Object point labels:
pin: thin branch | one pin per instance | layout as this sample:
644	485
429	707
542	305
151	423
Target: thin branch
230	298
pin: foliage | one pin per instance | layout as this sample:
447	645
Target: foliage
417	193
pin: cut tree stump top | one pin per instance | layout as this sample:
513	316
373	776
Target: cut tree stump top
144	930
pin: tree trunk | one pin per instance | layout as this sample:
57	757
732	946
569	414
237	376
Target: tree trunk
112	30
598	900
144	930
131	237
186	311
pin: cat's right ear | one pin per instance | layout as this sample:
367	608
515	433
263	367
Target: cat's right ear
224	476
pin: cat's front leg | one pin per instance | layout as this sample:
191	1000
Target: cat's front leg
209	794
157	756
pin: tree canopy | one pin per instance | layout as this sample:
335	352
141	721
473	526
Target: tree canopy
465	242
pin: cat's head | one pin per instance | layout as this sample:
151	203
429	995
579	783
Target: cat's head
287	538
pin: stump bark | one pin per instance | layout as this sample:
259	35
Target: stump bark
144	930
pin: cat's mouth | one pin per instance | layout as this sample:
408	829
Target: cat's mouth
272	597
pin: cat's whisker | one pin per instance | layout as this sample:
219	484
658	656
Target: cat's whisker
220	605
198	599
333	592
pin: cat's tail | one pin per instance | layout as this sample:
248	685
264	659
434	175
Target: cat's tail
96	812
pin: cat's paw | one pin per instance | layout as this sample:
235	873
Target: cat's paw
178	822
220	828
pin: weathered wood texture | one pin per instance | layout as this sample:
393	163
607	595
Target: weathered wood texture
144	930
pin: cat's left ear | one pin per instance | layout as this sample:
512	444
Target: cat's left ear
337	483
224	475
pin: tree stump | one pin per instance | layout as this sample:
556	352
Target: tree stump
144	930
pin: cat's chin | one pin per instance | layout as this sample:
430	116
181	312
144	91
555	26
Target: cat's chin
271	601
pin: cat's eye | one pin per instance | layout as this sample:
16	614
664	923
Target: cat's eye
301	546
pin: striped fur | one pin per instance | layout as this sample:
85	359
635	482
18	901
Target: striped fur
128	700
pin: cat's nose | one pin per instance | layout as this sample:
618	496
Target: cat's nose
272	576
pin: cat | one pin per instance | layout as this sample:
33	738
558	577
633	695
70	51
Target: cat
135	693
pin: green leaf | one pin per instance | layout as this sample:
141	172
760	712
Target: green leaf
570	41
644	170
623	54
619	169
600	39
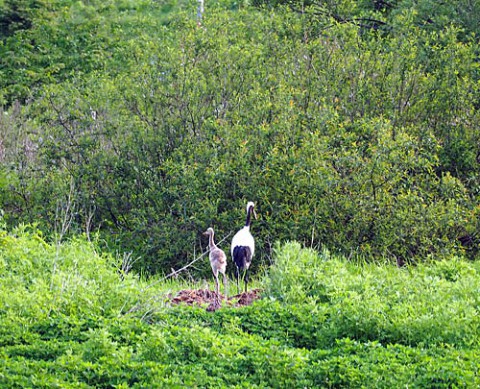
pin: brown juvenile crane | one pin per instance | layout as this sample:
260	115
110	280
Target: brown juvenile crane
218	261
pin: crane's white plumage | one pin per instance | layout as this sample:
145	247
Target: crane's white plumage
243	247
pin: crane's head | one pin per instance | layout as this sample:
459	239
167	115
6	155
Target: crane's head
209	231
251	208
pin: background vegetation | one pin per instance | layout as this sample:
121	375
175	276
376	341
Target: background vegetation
71	318
352	125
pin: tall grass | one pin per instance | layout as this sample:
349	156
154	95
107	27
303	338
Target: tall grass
70	318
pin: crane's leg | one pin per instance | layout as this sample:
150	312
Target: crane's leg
225	285
237	276
245	279
217	287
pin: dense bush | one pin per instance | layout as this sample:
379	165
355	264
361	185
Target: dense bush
153	128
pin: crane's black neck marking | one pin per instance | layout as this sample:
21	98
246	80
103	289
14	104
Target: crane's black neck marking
249	216
210	241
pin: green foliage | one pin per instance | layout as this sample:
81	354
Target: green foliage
147	128
340	324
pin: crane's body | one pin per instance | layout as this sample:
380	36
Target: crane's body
218	261
243	248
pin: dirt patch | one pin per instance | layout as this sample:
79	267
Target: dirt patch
202	297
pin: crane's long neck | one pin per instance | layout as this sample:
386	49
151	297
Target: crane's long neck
211	243
249	217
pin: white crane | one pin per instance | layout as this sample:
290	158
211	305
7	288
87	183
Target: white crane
243	247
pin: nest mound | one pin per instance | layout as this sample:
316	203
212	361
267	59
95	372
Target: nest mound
201	297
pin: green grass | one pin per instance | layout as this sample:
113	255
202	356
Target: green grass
67	319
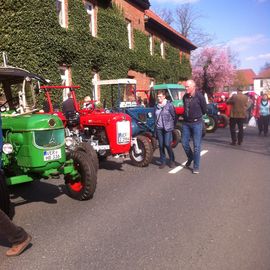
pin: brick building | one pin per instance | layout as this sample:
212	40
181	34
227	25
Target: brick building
137	16
82	42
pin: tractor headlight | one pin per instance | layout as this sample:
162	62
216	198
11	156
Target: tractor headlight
7	148
69	141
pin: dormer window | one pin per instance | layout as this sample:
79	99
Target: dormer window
151	44
162	49
90	9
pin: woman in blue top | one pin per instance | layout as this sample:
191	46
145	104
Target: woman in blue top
165	119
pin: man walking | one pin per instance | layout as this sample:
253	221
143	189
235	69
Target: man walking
195	108
239	105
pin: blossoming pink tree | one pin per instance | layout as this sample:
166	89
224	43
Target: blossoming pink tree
212	69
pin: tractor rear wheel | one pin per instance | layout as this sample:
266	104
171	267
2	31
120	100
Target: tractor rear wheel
144	158
153	140
4	195
84	185
91	153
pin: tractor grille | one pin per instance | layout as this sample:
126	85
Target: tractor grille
49	138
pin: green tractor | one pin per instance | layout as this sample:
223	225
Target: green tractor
34	143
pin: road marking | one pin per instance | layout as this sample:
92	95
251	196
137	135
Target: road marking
181	167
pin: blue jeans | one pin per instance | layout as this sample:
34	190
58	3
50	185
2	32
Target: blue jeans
192	131
165	141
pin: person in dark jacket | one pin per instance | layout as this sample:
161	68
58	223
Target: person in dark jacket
239	105
165	119
195	108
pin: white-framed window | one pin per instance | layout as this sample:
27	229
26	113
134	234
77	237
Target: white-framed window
61	13
162	49
95	93
90	9
129	28
151	44
65	79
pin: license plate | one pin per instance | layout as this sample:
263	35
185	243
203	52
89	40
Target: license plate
52	154
123	132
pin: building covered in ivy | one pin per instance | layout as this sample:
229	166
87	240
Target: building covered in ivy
81	42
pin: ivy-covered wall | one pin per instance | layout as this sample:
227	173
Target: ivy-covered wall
34	40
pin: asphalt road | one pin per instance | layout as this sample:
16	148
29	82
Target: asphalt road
147	218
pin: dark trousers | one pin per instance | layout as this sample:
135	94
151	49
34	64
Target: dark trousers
263	123
14	234
194	131
165	141
240	123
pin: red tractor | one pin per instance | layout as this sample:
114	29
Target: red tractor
108	133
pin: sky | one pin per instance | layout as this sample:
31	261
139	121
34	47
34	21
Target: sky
242	25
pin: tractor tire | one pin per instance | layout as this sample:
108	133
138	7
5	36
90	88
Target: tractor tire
91	153
143	159
212	125
82	188
4	195
223	121
176	137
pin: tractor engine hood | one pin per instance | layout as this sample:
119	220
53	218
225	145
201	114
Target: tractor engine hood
30	122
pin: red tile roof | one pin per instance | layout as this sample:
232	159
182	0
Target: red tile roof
155	17
265	74
247	74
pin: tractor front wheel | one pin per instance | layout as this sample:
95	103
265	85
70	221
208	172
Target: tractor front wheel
83	186
91	153
142	156
4	195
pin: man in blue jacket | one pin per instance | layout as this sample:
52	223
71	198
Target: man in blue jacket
165	121
195	108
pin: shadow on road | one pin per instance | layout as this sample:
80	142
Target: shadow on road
252	142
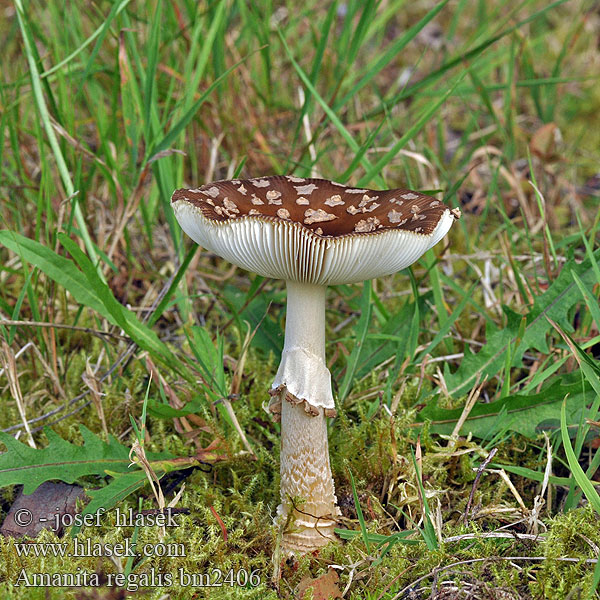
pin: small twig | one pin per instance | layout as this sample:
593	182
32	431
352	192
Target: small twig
480	471
403	591
95	332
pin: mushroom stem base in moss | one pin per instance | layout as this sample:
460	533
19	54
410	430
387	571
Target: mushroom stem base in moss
308	502
302	395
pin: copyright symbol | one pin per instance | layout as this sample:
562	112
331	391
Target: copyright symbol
23	517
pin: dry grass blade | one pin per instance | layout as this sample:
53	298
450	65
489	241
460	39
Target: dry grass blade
10	370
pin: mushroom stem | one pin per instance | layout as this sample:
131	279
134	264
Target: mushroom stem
308	502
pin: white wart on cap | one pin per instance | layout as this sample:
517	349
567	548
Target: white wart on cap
312	230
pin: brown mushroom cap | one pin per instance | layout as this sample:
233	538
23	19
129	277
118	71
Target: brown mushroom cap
312	230
326	208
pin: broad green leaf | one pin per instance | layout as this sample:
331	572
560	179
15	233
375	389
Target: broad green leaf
555	303
62	460
527	415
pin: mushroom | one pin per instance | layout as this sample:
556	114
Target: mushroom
312	233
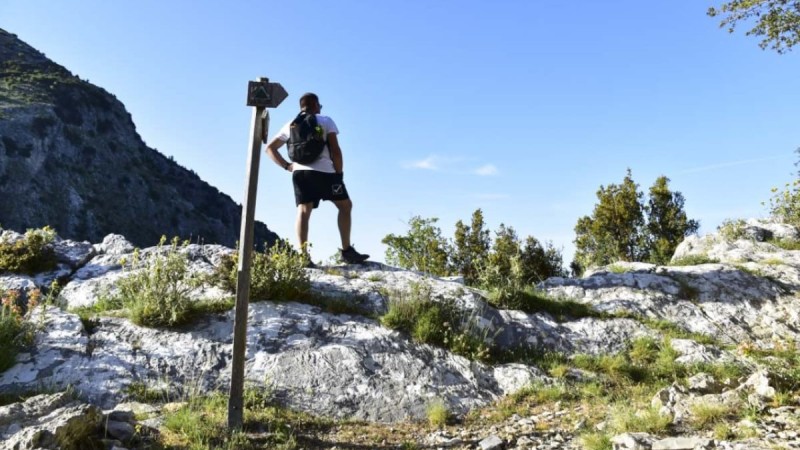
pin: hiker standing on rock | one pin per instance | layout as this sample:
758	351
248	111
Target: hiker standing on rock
317	172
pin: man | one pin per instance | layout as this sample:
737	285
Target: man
321	179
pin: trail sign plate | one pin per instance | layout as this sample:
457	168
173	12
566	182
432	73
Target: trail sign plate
265	94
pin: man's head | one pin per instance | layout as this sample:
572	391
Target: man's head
309	102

» **Written problem**
Above are the records. Copy exactly, and only, the lines from the line containing "pin: red tile" through the last one, omitting any pictures.

» **Written reply**
pin: red tile roof | one pin per instance | layout as this sample:
232	159
182	0
Target: red tile roof
155	17
265	74
247	74
pin: tractor front wheel | one pin per instance | layout as this sample:
95	103
265	85
70	221
208	172
Target: tractor front wheel
83	186
91	153
142	156
4	195
pin: man in blue jacket | one pin per instance | layout as this sample:
52	223
71	198
Target: man in blue jacket
165	121
195	108
pin: shadow on road | one pin per instance | layout as this sample:
80	142
Target: shadow on road
252	142
pin: small twig | one pin per instance | layout as this sample:
593	182
32	431
352	192
Target: small twig
480	471
403	591
95	332
pin: mushroom stem base in moss | one pin per instance | layout as this sample:
460	533
19	54
410	430
387	571
Target: mushroom stem base in moss
308	502
302	395
pin: copyright symbol | one pin per instance | layout as this sample:
562	112
331	391
Target: copyright symbol
23	517
pin: dry grass blade | one pin per instance | layout as this sample:
53	298
450	65
489	241
460	39
Target: dry grass blade
10	370
pin: mushroom stem | one pin per instance | layout as this sample:
131	279
134	264
Target: mushroom stem
308	502
pin: white wart on cap | one pin per instance | layout as this sample:
517	349
567	548
Target: white wart on cap
312	230
pin: brown mushroom cap | one pin per instance | layout as this sample:
233	538
23	19
129	277
118	71
Target: brown mushroom cap
312	230
326	208
pin: broad green leaf | one pin per instance | layout as this sample:
331	572
560	179
15	233
375	389
Target: broad green leaf
555	303
62	460
527	415
pin: mushroom | one pin per instance | layout as this sample:
556	114
Target: mushroom
312	233
pin: hiker standing on rock | one pin per instance | layout as this sample:
758	351
248	111
Target: hiker standing on rock
317	172
pin: man | one pin per instance | layout as this sample:
737	285
Target: man
321	179
pin: trail sign plate | one pin per instance | layout as this sample:
457	168
173	12
566	182
432	73
Target: trail sign plate
265	94
pin: man's head | one pin per instance | layout as this sample:
572	391
Target: man's head
309	102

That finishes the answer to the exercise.